**PROVIDED TEXT**:
Submitted to: Bioinformatics
Publication Type: Peer Reviewed Journal
Publication Acceptance Date: September 20, 2004
Publication Date: November 5, 2004
Citation: Nelson, R., Grant, D.M., Shoemaker, R.C. 2004. Estminer: a suite of programs for gene and allele identification. Bioinformatics. 21(5):691-693. Interpretive Summary: The hereditary material of many plants has undergone a doubling at some time during the plants evolution. This results in a doubling of all genes. Even though the genes gradually diverge over millions of years distinguishing the genes is not always easy. In this study the authors devsied methods to distinguish the hereditary code of closely related genes. They used a variety of pre-existing computer programs and relied upon hereditary sequences isolated from a single cultivar. The method they developed is adaptable by research groups with limited computer access. This information will be important to scientists studying the evolution of plant DNAs.
Technical Abstract: ESTminer is a collection of programs that use expressed sequence tag (EST) data from inbred genomes to identify polymorphisms which define genes within gene families. The algorithm utilizes Cap3 to perform an initial clustering of related EST sequences to produce a consensus sequence of a gene family. These consensus sequences are then used to collect all ESTs in the original EST collection that are related using BLAST. A redundancy based criterion is applied to each polymorphism observed in an EST to identify reliable candidate gene-defining polymorphisms. Using a highly inbred genome as a source of ESTs eliminates the necessity of computing covariance on each polymorphism to identify alleles of the same gene making this algorithm computationally less intensive than other alternatives.

**EXERCISE DATA**:

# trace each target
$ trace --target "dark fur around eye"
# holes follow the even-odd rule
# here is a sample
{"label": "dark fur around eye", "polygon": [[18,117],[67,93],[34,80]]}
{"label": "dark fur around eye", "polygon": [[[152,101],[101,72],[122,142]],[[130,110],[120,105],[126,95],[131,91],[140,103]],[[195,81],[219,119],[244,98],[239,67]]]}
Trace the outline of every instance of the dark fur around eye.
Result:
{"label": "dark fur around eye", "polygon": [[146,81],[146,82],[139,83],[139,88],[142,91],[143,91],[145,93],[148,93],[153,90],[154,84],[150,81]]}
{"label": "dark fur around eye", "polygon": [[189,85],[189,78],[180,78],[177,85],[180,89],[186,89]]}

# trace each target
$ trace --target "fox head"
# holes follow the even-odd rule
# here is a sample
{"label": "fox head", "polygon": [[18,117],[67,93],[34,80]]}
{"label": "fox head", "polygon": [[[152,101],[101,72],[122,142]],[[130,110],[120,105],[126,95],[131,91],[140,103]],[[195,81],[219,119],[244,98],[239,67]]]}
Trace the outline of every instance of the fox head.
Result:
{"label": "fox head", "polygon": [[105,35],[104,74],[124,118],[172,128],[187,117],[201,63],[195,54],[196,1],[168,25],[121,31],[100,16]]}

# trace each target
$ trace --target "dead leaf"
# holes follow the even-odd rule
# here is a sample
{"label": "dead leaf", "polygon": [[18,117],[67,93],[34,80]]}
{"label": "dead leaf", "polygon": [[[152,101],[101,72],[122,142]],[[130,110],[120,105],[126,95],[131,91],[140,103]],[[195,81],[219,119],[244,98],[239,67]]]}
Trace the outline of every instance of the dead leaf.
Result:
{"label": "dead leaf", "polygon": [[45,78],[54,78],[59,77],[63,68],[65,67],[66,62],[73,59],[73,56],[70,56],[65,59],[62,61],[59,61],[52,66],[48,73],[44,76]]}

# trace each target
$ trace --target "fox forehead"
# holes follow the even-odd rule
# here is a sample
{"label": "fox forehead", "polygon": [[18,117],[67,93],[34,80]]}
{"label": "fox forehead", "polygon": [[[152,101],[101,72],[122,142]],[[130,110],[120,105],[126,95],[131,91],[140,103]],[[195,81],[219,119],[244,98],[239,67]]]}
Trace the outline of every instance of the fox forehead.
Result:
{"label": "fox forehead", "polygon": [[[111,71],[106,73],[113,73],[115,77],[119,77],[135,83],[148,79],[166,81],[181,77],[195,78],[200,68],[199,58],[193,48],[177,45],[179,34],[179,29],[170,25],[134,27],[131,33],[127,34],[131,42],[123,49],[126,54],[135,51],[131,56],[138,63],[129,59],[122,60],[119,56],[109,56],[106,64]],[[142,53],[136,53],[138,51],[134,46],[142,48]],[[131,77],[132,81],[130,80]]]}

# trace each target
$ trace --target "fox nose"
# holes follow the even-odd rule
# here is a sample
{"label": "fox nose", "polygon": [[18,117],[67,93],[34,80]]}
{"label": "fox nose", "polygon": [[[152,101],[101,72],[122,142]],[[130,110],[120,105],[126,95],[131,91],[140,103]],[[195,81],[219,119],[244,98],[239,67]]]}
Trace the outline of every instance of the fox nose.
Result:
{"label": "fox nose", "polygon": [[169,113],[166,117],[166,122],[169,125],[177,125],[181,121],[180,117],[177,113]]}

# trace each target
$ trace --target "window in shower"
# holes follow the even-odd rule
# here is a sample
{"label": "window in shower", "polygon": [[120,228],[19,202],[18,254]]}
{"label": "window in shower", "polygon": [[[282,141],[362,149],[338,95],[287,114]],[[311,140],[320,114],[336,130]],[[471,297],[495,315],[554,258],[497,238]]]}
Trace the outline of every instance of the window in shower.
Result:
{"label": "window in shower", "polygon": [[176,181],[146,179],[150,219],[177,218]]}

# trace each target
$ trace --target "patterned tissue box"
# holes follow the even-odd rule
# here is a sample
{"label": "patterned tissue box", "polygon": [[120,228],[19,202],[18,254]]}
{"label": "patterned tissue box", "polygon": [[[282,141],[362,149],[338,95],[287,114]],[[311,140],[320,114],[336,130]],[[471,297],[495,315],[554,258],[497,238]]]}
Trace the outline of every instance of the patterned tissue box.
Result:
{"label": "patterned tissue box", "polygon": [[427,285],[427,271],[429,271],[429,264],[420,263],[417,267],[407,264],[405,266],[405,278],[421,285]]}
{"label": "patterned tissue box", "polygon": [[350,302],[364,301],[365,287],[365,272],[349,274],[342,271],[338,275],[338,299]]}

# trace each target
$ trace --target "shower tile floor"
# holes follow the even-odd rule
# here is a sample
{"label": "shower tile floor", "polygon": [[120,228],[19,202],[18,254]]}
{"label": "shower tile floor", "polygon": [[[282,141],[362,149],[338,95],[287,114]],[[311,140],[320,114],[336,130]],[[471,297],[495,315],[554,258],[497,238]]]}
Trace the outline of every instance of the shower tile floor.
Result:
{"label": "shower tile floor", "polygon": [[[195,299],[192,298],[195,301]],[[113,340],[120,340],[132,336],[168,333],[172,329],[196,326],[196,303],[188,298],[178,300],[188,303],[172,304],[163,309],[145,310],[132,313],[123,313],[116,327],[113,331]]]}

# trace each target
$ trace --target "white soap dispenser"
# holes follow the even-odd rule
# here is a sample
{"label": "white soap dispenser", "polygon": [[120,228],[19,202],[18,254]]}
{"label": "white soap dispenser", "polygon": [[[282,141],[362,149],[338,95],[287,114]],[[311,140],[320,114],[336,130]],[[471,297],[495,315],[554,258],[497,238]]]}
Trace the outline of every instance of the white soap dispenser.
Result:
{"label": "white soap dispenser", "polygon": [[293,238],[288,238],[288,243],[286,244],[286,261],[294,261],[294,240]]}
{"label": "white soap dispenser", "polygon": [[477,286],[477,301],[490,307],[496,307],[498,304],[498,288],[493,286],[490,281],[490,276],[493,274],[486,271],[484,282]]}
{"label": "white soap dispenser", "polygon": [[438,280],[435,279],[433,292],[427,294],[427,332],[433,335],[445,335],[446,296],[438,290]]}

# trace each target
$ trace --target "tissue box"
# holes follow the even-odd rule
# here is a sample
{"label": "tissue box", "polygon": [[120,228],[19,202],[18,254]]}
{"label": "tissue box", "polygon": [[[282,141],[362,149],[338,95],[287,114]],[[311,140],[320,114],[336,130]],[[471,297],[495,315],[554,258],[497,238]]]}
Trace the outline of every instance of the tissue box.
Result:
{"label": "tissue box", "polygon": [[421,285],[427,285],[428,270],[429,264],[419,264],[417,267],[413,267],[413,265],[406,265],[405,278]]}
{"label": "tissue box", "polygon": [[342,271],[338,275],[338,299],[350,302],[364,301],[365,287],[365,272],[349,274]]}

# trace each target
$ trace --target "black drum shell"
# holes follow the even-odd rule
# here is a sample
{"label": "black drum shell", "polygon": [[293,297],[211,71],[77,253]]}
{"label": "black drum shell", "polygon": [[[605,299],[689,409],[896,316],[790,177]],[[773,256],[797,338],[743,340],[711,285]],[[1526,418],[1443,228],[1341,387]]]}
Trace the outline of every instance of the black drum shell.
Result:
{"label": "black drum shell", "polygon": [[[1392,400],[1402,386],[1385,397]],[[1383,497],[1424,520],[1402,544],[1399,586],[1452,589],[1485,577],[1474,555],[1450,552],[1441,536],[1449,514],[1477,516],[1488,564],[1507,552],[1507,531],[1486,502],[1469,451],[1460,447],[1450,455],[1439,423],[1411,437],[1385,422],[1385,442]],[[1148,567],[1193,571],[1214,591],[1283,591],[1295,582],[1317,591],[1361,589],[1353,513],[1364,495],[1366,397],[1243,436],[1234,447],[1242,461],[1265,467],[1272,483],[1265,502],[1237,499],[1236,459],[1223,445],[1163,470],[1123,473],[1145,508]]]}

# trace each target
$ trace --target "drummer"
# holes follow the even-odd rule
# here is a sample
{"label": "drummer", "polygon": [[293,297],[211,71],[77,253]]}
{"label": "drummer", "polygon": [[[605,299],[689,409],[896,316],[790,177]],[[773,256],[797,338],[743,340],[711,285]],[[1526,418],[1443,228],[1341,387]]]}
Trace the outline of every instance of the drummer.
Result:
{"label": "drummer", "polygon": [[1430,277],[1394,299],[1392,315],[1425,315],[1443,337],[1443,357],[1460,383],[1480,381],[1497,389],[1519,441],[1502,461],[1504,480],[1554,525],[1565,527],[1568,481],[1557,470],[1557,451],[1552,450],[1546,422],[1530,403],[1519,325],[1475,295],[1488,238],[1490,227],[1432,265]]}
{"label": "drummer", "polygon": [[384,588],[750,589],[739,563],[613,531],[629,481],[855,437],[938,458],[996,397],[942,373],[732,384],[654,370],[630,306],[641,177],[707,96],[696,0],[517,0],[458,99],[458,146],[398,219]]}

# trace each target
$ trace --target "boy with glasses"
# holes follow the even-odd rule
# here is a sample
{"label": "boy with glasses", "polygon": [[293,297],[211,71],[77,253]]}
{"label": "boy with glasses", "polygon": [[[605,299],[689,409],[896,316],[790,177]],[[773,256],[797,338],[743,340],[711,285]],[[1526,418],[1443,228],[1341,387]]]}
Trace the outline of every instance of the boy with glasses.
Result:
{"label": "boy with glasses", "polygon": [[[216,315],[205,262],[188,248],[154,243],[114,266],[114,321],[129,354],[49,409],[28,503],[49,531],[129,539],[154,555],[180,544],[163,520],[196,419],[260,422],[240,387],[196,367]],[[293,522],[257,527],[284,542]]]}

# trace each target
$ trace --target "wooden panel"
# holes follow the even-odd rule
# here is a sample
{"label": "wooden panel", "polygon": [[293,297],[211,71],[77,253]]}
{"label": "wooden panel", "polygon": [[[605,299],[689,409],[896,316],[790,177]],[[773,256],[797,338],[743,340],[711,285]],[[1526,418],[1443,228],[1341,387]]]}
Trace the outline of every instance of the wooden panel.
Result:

**WORK TASK A**:
Do these statements agree with the ESTminer abstract? Answer yes or no for each and quote the deciding words.
(i) Cap3 does the initial clustering of related EST sequences.
(ii) The method needs a research group with extensive computer access.
(iii) ESTminer computes covariance on each polymorphism to identify alleles of the same gene.
**WORK TASK B**:
Answer these questions from the ESTminer abstract:
(i) On what date was the publication accepted?
(ii) Which program uses the consensus sequences to collect related ESTs from the original EST collection?
(iii) The hereditary sequences came from how many cultivars?

**EXERCISE RESULT A**:
(i) Yes: "The algorithm utilizes Cap3 to perform an initial clustering of related EST sequences"
(ii) No: "The method they developed is adaptable by research groups with limited computer access."
(iii) No: "Using a highly inbred genome as a source of ESTs eliminates the necessity of computing covariance on each polymorphism to identify alleles of the same gene"

**EXERCISE RESULT B**:
(i) September 20, 2004
(ii) BLAST
(iii) A single cultivar